--- Data section Enclosed Below ---

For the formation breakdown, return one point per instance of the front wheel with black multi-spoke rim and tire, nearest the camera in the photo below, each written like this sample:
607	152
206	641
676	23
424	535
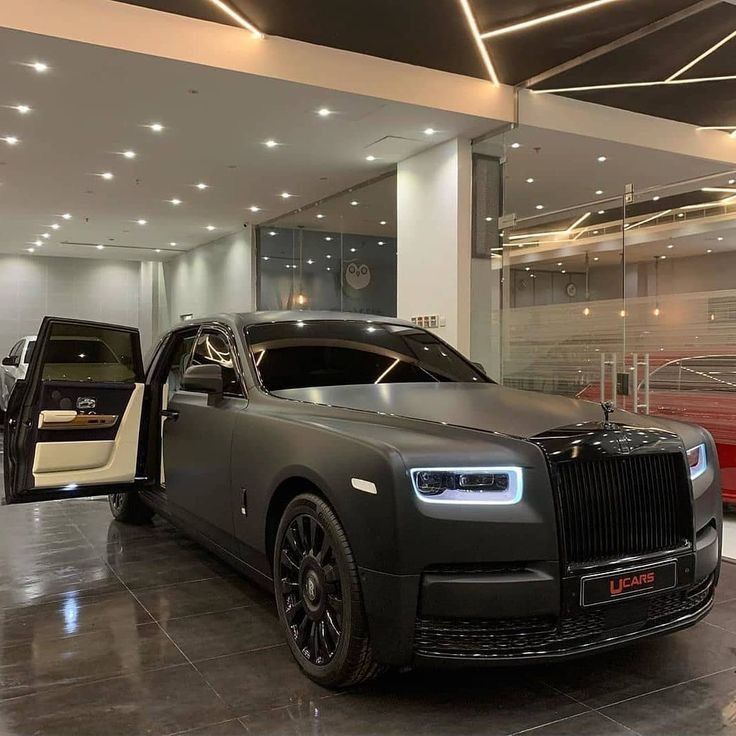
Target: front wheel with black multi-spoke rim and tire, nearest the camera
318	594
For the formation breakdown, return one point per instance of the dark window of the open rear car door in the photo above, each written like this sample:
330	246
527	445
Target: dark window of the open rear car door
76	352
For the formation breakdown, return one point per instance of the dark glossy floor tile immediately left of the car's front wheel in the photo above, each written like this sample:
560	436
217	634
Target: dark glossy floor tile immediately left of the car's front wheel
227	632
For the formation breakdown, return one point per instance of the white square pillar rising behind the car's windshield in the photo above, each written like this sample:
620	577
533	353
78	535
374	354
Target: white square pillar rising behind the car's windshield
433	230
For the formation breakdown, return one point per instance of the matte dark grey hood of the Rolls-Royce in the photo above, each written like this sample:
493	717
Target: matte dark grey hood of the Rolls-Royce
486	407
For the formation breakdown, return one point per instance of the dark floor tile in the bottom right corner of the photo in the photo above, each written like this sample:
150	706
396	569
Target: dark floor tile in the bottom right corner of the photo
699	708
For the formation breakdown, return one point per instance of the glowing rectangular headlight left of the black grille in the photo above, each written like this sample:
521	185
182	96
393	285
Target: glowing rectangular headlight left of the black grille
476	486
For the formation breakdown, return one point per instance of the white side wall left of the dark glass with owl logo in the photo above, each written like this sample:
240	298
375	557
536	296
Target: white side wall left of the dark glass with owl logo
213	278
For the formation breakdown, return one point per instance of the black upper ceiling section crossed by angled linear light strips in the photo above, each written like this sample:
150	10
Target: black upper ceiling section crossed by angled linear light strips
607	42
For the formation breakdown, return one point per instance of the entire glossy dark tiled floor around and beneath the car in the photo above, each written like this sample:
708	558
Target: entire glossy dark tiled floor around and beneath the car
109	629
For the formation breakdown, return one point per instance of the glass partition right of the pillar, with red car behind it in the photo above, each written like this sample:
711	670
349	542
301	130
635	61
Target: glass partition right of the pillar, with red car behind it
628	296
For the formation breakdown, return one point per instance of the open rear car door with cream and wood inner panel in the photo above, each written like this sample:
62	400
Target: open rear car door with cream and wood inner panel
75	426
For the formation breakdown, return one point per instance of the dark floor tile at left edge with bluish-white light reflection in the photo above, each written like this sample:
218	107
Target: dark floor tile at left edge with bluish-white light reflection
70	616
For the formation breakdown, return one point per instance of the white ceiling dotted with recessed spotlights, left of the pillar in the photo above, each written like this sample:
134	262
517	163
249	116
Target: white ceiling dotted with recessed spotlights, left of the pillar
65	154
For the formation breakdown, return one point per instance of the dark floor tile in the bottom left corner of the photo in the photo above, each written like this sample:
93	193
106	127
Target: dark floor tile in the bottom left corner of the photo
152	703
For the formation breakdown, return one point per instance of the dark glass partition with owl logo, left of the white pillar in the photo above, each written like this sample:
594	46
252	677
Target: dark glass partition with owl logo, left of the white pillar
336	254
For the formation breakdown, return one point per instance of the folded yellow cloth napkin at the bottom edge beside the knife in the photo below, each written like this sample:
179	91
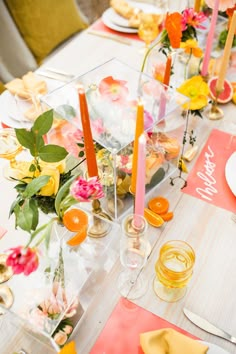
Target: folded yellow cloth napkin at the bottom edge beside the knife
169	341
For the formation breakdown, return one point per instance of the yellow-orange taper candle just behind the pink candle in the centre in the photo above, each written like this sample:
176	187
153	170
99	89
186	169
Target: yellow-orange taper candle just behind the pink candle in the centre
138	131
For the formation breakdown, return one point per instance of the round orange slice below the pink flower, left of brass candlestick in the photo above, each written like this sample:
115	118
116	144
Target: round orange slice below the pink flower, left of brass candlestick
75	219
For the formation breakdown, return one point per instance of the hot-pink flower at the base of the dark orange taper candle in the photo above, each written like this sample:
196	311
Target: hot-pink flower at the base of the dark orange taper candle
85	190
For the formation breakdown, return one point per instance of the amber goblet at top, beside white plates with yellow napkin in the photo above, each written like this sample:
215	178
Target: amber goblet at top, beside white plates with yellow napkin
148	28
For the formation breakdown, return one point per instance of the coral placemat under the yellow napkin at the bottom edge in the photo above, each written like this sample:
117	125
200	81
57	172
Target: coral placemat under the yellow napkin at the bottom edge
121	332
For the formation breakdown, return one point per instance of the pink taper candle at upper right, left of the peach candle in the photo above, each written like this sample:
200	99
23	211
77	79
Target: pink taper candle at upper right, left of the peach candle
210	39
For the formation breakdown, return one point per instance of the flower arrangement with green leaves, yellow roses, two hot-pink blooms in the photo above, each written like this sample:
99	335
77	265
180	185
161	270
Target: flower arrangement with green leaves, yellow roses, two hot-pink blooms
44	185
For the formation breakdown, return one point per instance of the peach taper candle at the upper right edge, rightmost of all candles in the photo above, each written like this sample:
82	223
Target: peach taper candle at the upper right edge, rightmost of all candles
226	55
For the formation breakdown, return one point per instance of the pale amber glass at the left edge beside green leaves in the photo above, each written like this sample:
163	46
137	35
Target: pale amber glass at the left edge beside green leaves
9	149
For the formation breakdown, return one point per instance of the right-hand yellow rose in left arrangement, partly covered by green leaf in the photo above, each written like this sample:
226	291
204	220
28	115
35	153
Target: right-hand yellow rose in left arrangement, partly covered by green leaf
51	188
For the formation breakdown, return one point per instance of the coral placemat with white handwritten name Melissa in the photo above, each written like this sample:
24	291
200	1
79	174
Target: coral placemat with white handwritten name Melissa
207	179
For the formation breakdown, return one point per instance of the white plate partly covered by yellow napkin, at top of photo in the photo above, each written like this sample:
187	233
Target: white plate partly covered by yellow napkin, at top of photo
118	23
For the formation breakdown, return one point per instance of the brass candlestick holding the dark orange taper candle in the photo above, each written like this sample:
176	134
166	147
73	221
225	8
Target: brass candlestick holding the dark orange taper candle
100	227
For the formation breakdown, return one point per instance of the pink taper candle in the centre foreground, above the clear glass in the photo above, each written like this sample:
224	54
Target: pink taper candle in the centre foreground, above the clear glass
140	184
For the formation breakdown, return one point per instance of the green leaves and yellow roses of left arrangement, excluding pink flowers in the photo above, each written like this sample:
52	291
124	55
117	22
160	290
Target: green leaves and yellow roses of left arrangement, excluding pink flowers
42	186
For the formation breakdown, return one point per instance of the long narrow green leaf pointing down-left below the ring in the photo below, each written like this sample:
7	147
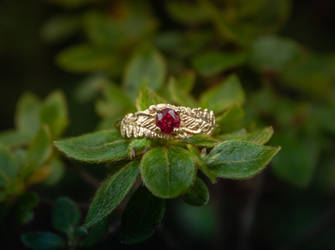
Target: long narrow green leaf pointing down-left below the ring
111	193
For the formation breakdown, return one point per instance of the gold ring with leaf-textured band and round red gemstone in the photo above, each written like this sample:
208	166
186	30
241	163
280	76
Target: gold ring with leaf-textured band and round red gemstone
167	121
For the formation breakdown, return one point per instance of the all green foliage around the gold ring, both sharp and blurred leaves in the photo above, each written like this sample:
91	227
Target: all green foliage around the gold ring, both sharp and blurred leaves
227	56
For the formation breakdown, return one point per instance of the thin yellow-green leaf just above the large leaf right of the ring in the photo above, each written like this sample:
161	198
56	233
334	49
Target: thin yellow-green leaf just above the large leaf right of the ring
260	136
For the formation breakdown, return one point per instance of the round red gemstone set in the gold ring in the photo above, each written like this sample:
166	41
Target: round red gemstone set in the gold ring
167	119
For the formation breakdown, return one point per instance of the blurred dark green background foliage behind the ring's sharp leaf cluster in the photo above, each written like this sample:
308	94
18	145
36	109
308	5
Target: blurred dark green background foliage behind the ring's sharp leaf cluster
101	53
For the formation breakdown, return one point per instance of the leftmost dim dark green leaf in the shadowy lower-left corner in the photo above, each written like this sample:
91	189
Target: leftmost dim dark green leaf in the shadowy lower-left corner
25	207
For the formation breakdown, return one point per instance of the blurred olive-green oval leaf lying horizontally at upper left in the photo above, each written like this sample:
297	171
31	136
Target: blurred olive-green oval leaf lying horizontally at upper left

--- End of Enclosed Data section ---

> [Instructions for the task]: Which of the lines above include the string "horizontally"? Pick them out and copy them.

> [Your response]:
For the formation breakdown, return one point per instance of the blurred olive-green oval leaf lying horizontally at upper left in the photo above, each written like this sample:
Target: blurred olive-green oval leaf lying horizontally at upper left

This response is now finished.